> _Excerpt_:

--

(RxWiki News) What if painkillers killed pain without getting people high? People without pain would feel nothing and people with pain would feel pain-free and clearheaded.
A recent pre-clinical trial tested the drug (+)-naloxone on opioid addicted rats. (+)-naloxone binds to immune receptors, rather than opioid receptors, bypassing the reward response.
"Talk to your doctor if you are addicted to opioids."
Mark Hutchinson, PhD, research fellow in physiology at the School of Medical Sciences at The University of Adelaide in Australia, and Linda Watkins, PhD, professor of neuroscience at the University of Colorado at Boulder, led a study into blocking heroin and morphine absorption in the brain.
This pre-clinical trial tested the drug (+)-naloxone on rats given open access to opioids.
In their approach to the global health issue of opioid addiction, scientists thought outside the box and approached things from a different angle.
They engaged the immune response as well, rather than opioid receptors in the brain alone.
Up until now, approached to developing prescriptions to help with opioid addiction have focused on blocking opioid receptors and disrupting the rewards response of feeling high.
But, the immune system is also involved with addiction, specifically, the Toll-like receptor 4 (TLR4).
Dr. Hutchinson said, “Our studies have shown conclusively that we can block addiction via the immune system of the brain, without targeting the brain’s wiring.”
“Both the central nervous system and the immune system play important roles in creating addiction, but our studies have shown we only need to clock the immune response in the brain to prevent cravings for opioid drugs.”
“Opioid drugs such as morphine and heroin bind to TLR4 in a similar way to the normal immune response to bacteria. The problem is that TLR4 then acts as an amplifier for addiction.”
“The drug (+)-naloxone automatically shuts down the addiction. It shuts down the need to take opioids, it cuts out behaviors associated with addiction, and the neurochemistry in the brain changes—dopamine, which is the chemical important for providing that sense of ‘reward’ from the drug, is no longer produced.”
Authors call it the role of (+)-naloxone a, “central proinflammatory immune signaling in drug reward.”
These new findings have implications for helping heroin and morphine addicts, as well as preventing people who need painkillers from becoming addicts.
Dr. Watkins said, “This work fundamentally changes what we understand about opioids, reward and addiction. We’ve suspected for some years that TLR4 may be the key to blocking opioid addiction, but now we have proof.”
Dr. Watkins added that if they can formulate (+)-naloxone with morphine to successfully manage pain without addiction potential, it would be a major advance in patient care.
This study was published in August in The Journal of Neuroscience. Funding was provided by the National Institute on Drug Abuse in the U.S. and the Australian Research Council, no conflicts of interest were reported.

--

> _Given information_:
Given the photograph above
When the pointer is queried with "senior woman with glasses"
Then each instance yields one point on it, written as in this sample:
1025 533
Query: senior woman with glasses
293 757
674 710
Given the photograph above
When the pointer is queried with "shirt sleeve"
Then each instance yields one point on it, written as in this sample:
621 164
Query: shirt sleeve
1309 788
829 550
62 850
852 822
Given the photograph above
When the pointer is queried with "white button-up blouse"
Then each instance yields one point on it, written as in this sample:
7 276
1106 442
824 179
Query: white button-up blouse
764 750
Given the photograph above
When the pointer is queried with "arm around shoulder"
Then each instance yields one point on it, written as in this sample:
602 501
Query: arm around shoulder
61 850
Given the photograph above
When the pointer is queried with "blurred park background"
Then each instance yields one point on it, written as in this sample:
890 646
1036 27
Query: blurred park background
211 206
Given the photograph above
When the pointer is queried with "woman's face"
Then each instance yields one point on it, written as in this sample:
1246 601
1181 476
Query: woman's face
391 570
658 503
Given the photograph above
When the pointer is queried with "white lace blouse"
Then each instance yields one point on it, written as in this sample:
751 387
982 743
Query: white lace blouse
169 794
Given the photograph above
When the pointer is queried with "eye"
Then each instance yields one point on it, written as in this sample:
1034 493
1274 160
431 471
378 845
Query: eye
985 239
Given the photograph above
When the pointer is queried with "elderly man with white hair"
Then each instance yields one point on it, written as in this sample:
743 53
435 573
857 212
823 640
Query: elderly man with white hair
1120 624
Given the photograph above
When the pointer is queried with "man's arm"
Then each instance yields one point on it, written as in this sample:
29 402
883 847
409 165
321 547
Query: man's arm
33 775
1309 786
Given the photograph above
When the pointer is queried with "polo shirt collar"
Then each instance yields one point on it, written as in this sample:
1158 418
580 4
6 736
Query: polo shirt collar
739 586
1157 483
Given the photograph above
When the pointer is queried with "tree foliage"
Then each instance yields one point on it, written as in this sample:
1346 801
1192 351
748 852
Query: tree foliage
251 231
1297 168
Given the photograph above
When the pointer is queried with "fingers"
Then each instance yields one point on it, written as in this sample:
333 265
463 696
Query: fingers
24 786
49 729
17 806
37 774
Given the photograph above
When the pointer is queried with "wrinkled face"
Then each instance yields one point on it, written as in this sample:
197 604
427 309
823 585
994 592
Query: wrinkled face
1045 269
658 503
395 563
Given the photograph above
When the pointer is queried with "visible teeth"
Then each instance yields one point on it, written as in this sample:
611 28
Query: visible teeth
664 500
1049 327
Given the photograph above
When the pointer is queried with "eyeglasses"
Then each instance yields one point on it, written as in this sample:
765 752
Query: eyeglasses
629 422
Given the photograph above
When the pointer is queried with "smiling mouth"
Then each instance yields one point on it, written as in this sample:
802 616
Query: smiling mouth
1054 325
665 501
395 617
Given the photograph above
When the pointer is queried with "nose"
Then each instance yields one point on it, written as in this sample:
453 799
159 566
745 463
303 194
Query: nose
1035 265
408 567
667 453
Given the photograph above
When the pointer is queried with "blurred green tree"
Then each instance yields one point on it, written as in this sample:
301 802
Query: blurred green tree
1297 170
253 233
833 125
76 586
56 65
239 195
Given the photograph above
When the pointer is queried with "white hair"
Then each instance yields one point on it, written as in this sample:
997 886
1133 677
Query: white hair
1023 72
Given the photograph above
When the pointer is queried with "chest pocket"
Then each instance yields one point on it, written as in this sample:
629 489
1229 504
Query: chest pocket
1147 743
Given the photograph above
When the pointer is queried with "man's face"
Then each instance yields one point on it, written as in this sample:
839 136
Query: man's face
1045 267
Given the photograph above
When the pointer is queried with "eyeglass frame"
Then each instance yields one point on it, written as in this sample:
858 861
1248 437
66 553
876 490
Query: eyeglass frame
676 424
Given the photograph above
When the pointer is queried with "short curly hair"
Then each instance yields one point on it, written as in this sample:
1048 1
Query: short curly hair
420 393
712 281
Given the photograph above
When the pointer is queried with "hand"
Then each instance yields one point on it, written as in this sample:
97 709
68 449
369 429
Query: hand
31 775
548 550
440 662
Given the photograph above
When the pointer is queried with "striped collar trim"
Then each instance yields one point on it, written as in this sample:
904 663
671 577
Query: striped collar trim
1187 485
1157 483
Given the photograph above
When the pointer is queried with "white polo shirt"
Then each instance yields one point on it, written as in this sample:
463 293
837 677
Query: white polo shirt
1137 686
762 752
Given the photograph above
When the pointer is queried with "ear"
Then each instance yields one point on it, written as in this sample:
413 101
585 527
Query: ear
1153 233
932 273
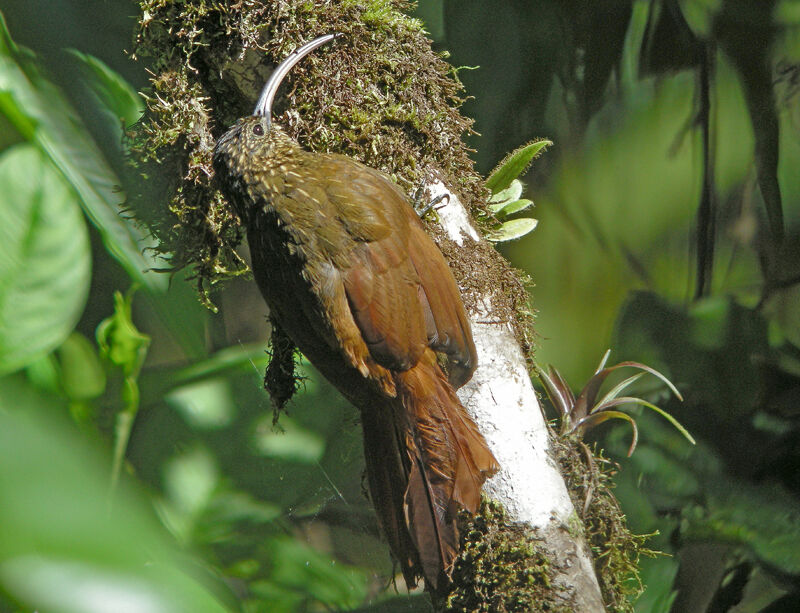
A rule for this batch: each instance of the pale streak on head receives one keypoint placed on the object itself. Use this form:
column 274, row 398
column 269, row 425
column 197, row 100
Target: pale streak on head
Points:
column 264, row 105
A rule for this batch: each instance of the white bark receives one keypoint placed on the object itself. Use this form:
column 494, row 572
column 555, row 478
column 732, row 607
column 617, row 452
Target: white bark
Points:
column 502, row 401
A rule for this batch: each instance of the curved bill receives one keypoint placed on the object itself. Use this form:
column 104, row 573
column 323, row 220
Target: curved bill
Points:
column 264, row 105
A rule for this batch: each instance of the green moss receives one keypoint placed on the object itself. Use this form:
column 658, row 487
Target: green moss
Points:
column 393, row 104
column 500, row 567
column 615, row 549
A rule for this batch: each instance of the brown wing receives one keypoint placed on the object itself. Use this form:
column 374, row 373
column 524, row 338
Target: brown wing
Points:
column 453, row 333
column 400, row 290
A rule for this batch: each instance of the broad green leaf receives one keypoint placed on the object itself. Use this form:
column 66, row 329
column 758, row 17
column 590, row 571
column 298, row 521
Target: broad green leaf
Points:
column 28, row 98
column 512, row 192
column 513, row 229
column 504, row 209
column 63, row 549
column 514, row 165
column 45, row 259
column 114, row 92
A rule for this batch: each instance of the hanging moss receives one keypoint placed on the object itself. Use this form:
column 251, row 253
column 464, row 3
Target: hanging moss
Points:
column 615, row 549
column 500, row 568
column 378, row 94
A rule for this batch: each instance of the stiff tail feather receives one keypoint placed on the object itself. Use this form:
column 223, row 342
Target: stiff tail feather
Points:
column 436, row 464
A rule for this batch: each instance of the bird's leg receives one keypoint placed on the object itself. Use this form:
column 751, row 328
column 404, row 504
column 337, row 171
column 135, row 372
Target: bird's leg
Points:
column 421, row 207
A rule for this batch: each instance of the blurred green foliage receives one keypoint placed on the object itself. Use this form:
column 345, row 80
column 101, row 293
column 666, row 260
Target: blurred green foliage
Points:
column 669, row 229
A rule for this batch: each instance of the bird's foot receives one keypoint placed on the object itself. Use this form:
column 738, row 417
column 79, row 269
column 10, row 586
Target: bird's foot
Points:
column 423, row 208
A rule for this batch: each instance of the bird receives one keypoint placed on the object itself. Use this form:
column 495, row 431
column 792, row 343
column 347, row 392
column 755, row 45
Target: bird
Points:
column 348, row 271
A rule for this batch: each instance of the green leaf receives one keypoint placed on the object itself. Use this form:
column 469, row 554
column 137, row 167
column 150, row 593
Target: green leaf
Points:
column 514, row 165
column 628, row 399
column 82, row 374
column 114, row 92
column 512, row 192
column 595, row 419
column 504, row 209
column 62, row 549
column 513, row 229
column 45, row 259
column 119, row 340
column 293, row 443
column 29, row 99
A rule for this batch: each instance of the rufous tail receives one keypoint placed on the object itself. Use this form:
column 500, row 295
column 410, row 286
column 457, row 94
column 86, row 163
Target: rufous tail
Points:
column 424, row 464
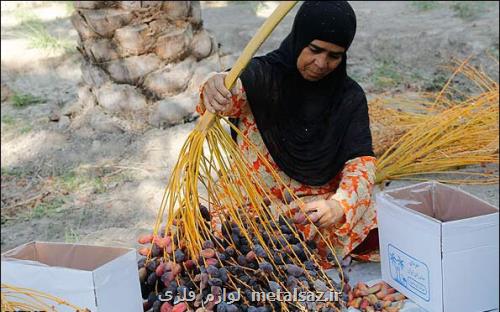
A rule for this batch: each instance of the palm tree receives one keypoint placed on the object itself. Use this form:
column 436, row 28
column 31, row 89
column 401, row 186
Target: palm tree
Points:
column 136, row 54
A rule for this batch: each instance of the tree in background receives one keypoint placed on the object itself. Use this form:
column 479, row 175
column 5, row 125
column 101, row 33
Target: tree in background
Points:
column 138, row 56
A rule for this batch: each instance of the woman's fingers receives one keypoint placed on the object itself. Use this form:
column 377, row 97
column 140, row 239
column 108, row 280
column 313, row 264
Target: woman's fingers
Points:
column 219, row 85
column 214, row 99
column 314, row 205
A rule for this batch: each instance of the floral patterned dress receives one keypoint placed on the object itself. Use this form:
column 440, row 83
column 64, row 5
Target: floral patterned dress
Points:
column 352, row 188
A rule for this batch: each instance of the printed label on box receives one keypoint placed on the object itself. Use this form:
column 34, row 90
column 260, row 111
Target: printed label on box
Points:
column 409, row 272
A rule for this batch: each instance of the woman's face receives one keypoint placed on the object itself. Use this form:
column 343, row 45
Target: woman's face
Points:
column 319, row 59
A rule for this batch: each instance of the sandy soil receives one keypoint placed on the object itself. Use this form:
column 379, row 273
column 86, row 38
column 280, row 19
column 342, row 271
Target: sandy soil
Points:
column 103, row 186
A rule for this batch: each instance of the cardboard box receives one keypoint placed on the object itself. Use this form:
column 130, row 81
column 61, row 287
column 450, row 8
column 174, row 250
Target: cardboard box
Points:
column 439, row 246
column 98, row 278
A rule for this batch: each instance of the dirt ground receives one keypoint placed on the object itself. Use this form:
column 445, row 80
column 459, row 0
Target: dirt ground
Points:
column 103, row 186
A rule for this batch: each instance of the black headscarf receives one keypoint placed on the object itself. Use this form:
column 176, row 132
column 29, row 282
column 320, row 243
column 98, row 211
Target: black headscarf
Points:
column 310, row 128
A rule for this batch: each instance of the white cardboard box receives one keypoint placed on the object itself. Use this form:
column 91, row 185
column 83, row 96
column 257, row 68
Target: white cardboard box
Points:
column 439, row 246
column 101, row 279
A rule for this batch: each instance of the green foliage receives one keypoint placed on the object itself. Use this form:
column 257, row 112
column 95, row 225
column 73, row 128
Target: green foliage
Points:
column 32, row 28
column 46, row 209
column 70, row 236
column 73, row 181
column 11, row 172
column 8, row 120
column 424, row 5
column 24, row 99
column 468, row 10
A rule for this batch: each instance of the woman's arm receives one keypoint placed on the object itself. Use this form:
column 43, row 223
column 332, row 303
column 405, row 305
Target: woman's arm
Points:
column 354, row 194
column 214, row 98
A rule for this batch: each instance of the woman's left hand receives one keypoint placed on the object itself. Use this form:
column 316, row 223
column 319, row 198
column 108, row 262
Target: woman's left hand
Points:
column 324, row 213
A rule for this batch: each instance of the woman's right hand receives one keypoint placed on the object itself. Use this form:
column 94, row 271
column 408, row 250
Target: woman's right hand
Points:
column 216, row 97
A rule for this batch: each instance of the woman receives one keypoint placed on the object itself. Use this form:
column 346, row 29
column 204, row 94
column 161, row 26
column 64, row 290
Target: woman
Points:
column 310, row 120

--

> _Check your understanding_:
1: Duplicate the opioid addiction article from "These new findings" up to and including "in patient care.".
2: According to the opioid addiction article, why does blocking the immune receptor TLR4 matter for opioid addiction? Answer in one to three sentences.

> _Solved problems_:
1:
These new findings have implications for helping heroin and morphine addicts, as well as preventing people who need painkillers from becoming addicts.
Dr. Watkins said, “This work fundamentally changes what we understand about opioids, reward and addiction. We’ve suspected for some years that TLR4 may be the key to blocking opioid addiction, but now we have proof.”
Dr. Watkins added that if they can formulate (+)-naloxone with morphine to successfully manage pain without addiction potential, it would be a major advance in patient care.

2: Opioid drugs such as morphine and heroin bind to TLR4 in a way similar to the normal immune response to bacteria, and TLR4 then acts as an amplifier for addiction. Blocking this immune response in the brain can therefore prevent cravings for opioids without targeting the brain's wiring.